*Assignment:* Using the entries that follow, collect the lines where the word "woman" appears.

[Source data Boundary: Start]

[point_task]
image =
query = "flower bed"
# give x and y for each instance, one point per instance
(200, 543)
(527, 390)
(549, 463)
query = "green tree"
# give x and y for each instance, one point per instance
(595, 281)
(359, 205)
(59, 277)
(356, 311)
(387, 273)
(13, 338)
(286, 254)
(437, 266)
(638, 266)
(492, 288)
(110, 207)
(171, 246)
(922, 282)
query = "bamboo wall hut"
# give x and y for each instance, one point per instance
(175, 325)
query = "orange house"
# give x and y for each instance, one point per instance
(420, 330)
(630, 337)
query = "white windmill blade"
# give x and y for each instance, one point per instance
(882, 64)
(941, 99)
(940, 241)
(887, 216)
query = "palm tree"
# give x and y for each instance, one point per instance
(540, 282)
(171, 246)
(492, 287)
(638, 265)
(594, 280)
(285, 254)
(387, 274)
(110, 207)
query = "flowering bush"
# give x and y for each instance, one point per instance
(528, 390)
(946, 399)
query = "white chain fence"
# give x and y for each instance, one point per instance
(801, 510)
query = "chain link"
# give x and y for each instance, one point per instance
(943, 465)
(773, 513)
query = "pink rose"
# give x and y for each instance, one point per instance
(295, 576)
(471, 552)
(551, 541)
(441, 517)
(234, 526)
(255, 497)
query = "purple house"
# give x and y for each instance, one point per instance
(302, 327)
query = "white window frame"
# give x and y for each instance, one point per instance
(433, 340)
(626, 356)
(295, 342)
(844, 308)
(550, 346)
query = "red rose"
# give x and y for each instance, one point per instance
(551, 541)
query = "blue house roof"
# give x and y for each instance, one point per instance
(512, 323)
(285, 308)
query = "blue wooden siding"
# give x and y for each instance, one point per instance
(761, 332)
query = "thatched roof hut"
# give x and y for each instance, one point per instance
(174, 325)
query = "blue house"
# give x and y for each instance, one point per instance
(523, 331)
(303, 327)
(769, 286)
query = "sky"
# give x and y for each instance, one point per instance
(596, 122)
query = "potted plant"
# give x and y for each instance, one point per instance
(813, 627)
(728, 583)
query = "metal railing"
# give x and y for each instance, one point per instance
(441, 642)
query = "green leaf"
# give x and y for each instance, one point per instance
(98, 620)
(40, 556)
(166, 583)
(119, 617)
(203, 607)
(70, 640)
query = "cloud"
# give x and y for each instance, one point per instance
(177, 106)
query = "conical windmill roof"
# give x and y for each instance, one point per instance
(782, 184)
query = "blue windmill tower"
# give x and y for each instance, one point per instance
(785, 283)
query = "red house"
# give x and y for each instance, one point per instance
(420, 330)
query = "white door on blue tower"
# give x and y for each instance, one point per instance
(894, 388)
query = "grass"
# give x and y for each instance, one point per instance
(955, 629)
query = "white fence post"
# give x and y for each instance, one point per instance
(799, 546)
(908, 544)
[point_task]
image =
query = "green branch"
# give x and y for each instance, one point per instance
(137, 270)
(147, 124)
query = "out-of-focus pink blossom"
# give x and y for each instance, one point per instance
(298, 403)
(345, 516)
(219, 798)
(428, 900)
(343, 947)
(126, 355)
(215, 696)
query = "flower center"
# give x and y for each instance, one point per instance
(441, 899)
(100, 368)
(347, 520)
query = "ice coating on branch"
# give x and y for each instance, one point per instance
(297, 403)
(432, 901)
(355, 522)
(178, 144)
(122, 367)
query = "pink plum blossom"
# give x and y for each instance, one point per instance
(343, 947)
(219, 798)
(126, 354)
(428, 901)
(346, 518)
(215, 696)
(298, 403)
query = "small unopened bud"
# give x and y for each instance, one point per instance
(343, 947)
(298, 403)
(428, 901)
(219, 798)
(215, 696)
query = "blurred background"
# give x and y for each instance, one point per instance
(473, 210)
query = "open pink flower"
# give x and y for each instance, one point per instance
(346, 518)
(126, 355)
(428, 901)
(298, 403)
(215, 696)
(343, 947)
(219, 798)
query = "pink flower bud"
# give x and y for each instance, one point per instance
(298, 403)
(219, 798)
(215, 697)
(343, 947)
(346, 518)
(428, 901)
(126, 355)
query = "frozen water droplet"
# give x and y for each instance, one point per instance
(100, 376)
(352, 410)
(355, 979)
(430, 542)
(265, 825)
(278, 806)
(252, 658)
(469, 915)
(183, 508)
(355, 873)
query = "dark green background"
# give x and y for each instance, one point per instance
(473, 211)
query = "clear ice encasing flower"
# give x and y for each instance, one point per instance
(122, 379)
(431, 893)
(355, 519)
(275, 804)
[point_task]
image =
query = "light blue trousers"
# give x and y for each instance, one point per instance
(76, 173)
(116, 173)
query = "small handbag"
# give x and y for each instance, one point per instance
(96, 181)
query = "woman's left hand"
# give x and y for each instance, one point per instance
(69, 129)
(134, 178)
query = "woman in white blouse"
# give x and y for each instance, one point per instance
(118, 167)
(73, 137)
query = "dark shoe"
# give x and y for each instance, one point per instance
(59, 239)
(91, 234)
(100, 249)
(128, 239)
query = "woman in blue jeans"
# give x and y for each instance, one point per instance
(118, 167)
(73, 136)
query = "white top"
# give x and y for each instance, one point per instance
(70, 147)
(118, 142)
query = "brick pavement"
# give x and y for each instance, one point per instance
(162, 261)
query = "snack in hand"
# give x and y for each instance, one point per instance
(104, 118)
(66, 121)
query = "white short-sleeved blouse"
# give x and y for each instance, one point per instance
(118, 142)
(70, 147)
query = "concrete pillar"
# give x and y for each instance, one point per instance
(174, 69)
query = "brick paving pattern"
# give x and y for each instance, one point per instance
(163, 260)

[Source data Boundary: End]

*Exercise solution:*
query = "woman's left hand"
query = "woman in white blouse"
query = "woman in blue jeans"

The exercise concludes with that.